## [Given problem]
Every line from the line containing "In this exercise you will annotate the tree bark, setting" through the final line of the data is to be printed exactly; no other line is to appear.
** start **
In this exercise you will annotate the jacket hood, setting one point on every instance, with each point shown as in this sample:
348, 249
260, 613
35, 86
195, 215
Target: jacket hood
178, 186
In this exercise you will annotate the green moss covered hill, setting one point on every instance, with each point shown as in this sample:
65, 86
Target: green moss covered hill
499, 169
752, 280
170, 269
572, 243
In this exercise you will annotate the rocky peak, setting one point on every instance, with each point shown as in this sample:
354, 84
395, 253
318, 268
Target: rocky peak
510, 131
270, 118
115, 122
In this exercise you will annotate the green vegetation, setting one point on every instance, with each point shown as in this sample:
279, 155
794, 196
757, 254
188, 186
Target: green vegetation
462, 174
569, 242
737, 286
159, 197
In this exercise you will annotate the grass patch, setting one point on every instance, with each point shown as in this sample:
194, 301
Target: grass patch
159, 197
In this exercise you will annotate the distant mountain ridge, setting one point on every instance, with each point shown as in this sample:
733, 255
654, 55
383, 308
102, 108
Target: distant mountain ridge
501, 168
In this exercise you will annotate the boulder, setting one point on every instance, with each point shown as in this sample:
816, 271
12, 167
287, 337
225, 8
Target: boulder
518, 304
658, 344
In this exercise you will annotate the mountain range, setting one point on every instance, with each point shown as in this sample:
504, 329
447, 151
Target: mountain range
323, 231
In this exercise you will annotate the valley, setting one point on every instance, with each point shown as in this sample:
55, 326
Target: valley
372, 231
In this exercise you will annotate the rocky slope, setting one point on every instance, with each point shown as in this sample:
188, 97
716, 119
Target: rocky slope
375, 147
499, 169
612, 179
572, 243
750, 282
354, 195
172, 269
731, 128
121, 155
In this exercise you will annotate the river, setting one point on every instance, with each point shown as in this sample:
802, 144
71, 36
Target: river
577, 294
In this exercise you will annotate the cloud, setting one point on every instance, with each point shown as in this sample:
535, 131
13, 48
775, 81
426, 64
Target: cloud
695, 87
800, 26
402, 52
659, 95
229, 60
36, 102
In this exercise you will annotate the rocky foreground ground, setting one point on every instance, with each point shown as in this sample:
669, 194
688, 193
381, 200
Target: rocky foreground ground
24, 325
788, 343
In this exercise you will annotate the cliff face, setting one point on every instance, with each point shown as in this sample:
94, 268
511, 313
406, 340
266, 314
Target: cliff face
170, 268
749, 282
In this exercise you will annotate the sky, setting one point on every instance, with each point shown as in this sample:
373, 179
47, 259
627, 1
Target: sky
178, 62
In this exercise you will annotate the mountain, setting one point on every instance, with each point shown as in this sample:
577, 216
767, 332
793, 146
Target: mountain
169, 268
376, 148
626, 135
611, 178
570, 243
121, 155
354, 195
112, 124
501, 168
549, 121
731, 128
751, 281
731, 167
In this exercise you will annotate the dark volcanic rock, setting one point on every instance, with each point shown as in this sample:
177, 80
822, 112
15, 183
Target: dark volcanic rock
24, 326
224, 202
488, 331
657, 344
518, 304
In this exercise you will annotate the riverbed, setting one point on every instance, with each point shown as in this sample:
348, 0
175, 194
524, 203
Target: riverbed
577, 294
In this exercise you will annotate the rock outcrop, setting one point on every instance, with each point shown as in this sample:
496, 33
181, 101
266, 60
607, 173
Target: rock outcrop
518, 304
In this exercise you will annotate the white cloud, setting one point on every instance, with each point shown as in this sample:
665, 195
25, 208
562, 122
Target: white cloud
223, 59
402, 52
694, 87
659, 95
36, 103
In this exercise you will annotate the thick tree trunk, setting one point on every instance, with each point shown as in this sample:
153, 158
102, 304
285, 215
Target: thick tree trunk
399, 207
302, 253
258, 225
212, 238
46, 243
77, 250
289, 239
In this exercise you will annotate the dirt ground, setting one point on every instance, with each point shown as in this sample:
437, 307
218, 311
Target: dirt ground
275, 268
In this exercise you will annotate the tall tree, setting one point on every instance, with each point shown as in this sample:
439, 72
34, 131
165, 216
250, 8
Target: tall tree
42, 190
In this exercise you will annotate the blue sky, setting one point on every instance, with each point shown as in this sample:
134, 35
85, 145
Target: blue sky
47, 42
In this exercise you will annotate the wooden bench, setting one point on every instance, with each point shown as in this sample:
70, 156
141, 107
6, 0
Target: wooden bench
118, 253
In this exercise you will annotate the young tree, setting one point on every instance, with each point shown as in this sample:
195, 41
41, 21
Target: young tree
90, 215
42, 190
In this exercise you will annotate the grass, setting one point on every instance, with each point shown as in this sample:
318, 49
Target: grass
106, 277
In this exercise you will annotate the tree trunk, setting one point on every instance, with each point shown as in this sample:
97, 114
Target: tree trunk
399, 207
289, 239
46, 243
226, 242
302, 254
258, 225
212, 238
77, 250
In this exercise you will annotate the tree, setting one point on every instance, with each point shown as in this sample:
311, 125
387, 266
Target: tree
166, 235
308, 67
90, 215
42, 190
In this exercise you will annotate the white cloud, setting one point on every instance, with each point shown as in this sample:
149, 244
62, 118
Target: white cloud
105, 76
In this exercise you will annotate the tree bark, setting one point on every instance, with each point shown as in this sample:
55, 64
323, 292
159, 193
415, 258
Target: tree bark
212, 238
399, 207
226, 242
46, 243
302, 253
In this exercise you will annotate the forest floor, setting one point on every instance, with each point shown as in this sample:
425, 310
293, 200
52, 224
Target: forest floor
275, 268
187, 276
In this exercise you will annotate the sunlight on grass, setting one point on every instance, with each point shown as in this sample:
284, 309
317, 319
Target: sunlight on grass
** end **
## [Answer to this task]
In this exercise you will annotate the tree bark, setting one point on every instance, with each point shown as in this sample:
55, 64
323, 292
159, 193
415, 258
Target: tree bark
212, 238
399, 207
226, 242
46, 243
302, 253
In this exercise you will annotate the forest floor, setting one point on every instance, with each point shown as in this sample:
425, 310
293, 200
52, 224
Target: forest floor
275, 268
187, 276
In this exercise you will annotate the sunlight on grass, setting one point on every instance, with each point shown as in this sample:
284, 309
317, 319
Target: sunlight on grass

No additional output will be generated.